**Excerpt to read**
Say No to Tar Sands


A Canadian company plans to build a pipeline from Alberta’s Tar Sands to Texas. If approved by both the Canadian and American governments, the pipeline would transport diluted bitumen, a mixture of oil and sand.

Environmentalists, farmers, and affected communities are all concerned that this mixture, which includes cancer causing benzene and toxic heavy metals may end up spilling into ground water thereby polluting precious drinking water and aquifers. The company argues that there is no such risk even though a pipeline leaked more than one million gallons of diluted bitumen into Michigan’s Kalamazoo River in July 2010.

Other concerns include an increase in the Tar Sands production adding to the already destructive environmental and social consequences experienced in Alberta. This increase will accelerate climate change causing more carbon dioxide gases to be released into the earth’s atmosphere. Instead of reducing our emissions and protecting God’s creation our country will be implicit in risking the future of many generations to come.

Canadians and Americans who care for the integrity of creation have responded by arranging protest “sit ins” where supporters are asked to sit in acts of peaceful civil disobedience. A “sit-in” organized by Ottawa Action took place on Parliament Hill September 26th.

**Excerpted data**
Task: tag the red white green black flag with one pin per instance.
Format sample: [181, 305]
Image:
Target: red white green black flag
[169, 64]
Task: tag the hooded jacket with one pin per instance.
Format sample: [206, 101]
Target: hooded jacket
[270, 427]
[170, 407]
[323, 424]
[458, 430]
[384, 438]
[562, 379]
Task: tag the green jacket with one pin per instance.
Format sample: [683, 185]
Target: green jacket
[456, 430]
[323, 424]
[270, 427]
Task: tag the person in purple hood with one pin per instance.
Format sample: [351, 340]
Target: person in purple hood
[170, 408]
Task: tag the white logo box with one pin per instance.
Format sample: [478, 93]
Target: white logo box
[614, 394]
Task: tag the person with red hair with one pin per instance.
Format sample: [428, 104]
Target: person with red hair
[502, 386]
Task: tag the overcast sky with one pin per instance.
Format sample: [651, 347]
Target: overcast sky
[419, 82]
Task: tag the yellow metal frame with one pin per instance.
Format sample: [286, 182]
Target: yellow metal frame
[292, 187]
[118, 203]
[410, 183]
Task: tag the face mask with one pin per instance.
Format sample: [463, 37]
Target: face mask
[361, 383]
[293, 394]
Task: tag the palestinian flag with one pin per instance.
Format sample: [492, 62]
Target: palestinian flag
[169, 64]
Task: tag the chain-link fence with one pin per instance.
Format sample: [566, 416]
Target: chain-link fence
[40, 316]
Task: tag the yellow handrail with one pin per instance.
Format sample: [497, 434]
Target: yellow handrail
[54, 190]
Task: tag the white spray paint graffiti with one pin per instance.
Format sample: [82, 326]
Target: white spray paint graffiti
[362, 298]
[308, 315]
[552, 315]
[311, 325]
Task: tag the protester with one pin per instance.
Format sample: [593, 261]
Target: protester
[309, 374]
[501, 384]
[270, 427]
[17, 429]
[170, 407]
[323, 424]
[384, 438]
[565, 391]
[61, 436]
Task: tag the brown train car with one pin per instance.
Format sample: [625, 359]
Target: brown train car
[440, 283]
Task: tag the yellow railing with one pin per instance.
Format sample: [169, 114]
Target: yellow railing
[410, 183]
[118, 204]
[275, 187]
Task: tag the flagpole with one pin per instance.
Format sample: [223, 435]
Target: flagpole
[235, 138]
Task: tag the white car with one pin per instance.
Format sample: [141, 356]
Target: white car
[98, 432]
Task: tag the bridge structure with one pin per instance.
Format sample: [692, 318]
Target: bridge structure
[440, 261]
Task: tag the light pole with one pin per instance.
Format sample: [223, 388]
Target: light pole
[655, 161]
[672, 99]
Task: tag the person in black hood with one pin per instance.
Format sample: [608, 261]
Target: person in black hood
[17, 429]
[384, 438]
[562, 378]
==
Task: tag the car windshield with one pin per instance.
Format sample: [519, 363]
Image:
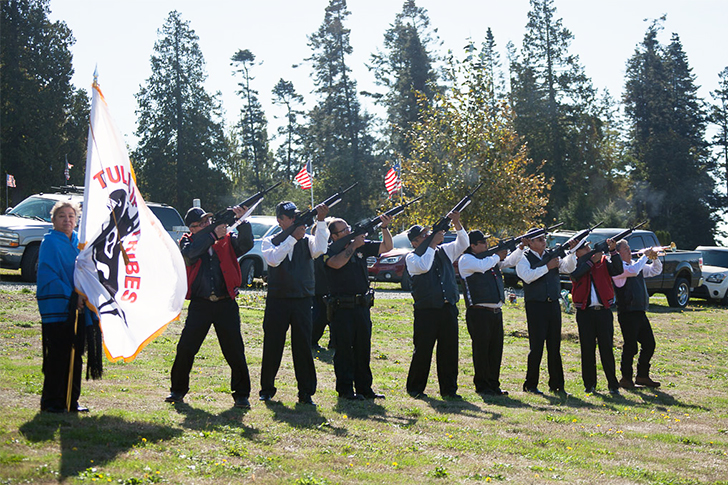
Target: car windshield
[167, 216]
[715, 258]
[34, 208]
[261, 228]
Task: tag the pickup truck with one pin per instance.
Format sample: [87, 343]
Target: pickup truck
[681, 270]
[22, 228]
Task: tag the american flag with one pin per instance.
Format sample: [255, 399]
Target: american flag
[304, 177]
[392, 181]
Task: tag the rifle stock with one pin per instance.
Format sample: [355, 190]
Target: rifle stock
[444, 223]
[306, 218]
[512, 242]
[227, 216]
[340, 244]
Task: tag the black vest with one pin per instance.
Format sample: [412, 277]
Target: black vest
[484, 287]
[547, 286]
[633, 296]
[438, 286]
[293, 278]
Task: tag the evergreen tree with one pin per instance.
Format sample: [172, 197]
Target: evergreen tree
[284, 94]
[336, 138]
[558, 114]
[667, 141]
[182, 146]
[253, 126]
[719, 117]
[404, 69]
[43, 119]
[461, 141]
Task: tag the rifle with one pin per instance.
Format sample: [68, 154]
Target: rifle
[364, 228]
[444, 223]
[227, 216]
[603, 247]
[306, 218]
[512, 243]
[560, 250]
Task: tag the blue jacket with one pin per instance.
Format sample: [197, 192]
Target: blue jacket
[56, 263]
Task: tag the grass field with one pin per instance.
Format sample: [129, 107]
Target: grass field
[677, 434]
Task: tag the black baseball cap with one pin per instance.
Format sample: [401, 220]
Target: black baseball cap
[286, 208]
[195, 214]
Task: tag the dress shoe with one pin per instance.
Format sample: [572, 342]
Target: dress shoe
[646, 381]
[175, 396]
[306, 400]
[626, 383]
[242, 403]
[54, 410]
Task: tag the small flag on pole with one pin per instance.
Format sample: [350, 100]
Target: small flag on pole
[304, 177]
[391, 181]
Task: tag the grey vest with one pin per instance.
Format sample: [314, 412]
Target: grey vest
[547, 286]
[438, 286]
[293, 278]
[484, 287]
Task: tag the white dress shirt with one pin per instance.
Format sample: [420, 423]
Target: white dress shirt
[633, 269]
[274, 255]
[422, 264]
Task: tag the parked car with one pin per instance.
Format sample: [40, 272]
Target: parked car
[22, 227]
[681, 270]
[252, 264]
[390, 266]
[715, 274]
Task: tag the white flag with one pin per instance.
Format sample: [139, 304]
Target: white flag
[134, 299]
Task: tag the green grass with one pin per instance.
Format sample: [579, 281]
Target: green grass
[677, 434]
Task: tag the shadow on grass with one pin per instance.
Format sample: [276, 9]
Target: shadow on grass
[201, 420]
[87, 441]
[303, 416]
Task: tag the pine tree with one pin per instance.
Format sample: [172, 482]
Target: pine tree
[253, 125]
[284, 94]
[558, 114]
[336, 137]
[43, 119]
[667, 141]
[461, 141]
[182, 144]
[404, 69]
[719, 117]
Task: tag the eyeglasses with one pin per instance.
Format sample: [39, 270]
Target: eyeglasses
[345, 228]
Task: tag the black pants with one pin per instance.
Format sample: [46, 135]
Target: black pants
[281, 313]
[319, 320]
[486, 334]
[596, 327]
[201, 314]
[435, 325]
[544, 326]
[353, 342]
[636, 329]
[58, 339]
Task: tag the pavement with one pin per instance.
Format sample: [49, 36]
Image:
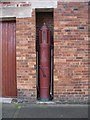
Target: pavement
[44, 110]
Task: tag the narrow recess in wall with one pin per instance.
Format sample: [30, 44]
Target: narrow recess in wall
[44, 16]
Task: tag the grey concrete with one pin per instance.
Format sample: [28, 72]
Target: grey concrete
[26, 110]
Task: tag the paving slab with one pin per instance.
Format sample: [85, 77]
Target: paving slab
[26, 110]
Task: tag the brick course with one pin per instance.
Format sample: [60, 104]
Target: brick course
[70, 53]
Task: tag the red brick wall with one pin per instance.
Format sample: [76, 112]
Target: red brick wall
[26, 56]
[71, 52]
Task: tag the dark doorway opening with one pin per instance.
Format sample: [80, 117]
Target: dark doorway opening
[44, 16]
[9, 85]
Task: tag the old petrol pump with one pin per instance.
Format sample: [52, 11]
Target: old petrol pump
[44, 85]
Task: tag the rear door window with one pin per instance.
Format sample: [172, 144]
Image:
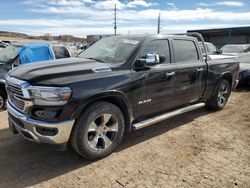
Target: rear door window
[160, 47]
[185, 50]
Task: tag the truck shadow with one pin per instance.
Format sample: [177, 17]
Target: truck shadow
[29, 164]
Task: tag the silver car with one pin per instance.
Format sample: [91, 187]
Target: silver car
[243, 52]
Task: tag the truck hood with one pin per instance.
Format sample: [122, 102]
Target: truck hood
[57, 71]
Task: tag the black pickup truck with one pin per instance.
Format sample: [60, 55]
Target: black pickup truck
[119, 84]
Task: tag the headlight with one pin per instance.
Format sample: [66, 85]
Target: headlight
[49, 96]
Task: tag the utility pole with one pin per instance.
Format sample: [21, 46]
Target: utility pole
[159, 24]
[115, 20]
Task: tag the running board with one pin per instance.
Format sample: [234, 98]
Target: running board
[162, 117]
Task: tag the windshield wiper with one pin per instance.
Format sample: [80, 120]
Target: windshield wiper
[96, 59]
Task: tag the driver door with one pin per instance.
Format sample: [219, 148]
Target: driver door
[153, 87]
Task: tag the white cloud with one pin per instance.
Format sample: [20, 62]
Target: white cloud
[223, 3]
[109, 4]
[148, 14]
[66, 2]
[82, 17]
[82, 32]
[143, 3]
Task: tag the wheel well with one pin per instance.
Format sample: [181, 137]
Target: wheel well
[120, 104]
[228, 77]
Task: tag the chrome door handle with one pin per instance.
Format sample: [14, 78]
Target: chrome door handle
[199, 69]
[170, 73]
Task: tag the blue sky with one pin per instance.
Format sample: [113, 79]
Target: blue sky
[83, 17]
* * *
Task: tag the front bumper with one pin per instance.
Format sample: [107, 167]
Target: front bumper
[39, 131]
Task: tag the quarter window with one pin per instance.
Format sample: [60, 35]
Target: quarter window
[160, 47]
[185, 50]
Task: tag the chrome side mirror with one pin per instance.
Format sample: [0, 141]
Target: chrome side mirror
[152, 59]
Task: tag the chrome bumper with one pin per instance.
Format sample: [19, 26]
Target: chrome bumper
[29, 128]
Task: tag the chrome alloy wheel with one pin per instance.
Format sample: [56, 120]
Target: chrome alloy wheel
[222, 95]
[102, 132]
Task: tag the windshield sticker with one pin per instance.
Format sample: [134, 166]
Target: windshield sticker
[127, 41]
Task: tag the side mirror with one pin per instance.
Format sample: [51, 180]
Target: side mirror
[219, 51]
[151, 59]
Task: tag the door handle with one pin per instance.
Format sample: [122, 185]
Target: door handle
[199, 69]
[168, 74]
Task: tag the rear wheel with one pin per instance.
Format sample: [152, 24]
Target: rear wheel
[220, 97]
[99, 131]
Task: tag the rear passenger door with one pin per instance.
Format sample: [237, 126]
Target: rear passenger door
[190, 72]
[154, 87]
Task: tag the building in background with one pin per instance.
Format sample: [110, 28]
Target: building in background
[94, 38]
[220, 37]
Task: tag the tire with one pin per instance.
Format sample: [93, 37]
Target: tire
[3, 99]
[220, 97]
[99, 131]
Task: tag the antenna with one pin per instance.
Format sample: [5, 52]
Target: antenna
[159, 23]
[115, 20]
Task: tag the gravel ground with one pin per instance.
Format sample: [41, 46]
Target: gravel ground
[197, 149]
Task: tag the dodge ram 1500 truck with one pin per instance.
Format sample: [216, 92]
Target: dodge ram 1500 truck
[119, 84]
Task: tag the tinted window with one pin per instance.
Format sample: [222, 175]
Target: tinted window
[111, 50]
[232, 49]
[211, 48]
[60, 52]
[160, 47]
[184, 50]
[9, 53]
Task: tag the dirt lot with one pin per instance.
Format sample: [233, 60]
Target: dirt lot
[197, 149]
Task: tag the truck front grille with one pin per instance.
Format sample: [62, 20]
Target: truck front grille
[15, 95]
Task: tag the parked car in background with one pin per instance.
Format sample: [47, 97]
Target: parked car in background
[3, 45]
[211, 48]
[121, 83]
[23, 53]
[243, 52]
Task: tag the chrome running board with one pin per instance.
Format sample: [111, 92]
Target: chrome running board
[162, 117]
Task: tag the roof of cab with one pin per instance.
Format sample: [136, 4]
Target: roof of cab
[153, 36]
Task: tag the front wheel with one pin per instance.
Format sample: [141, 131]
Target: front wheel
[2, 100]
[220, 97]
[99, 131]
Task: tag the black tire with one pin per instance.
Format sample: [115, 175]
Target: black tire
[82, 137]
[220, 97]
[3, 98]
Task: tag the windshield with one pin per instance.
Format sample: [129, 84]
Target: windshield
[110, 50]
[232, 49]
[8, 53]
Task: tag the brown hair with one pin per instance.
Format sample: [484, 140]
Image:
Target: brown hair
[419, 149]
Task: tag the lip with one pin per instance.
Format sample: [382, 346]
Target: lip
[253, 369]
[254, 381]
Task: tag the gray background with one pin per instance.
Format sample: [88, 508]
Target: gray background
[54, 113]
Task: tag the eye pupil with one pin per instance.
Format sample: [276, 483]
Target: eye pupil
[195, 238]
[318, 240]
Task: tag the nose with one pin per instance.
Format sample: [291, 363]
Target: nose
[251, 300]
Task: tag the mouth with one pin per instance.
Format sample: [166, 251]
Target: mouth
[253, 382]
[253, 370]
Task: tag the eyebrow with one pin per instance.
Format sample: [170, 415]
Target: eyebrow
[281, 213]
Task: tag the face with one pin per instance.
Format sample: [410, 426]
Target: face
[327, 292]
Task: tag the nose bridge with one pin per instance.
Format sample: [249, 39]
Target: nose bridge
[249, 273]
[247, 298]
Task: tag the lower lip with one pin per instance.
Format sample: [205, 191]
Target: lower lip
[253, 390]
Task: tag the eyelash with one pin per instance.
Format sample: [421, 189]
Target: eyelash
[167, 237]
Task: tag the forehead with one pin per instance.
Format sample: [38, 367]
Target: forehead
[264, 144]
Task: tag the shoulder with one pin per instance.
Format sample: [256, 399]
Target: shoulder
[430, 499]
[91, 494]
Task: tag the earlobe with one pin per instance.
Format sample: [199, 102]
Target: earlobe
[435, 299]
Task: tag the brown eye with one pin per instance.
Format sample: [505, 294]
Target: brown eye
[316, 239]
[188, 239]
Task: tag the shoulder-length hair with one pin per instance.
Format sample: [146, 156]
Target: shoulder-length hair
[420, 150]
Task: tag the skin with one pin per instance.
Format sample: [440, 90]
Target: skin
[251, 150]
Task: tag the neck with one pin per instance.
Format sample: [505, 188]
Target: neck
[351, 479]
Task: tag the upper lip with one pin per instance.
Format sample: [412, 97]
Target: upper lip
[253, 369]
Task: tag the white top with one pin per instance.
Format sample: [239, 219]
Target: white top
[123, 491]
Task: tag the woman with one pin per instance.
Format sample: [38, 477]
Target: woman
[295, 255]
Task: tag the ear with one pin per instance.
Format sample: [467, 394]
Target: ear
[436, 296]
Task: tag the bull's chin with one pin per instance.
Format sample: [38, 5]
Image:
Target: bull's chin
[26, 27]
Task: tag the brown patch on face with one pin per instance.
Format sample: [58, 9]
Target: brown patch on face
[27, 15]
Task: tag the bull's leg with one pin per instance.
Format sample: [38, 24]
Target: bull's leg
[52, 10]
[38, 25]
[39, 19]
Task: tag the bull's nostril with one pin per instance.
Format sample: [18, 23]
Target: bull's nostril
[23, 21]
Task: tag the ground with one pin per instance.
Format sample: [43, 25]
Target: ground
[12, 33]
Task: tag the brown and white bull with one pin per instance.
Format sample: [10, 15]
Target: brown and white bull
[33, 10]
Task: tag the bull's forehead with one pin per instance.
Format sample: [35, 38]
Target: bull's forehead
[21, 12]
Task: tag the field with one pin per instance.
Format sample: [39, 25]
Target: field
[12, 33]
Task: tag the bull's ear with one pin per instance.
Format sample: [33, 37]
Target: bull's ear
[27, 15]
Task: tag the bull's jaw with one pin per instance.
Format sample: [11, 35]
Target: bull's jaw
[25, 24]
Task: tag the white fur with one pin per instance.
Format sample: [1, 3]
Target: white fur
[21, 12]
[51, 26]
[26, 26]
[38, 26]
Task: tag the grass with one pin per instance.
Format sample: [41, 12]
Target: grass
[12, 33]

**Activity list**
a – Reproduce the Tar Sands pipeline article word for word between "Other concerns include" and "Hill September 26th.", inclusive.
b – Extend the Tar Sands pipeline article from its final sentence onward.

**Expected outputs**
a –
Other concerns include an increase in the Tar Sands production adding to the already destructive environmental and social consequences experienced in Alberta. This increase will accelerate climate change causing more carbon dioxide gases to be released into the earth’s atmosphere. Instead of reducing our emissions and protecting God’s creation our country will be implicit in risking the future of many generations to come.

Canadians and Americans who care for the integrity of creation have responded by arranging protest “sit ins” where supporters are asked to sit in acts of peaceful civil disobedience. A “sit-in” organized by Ottawa Action took place on Parliament Hill September 26th.

b –
The JPIC office of the Sisters of Providence, the Kingston & District Labour Council and the Ontario Secondary School Teacher’s Federation (OSSTF) sponsored a bus to give Kingstonians an opportunity to support this day of action. Sisters of Providence Shirley Morris and Susan Pye, along with JPIC staff Tara Kainer and Bridget Doherty attended. They were joined by Sr. Maureen Killoran, CND, Ottawa, Monica Lampton, CND, JPIC Staff Montreal and Kingston MP Ted Hsu. Many Sisters supported the day with prayers.

Sisters of Providence Shirley Morris and Susan Pye attend the Ottawa sit-in.

Two giant syringes with the words “TAR SANDS, CANADA’S CARBON BOMB” represent our addiction to oil. It carries the dire warning that if we don’t act now to reduce our dependancy on oil, we will overdose.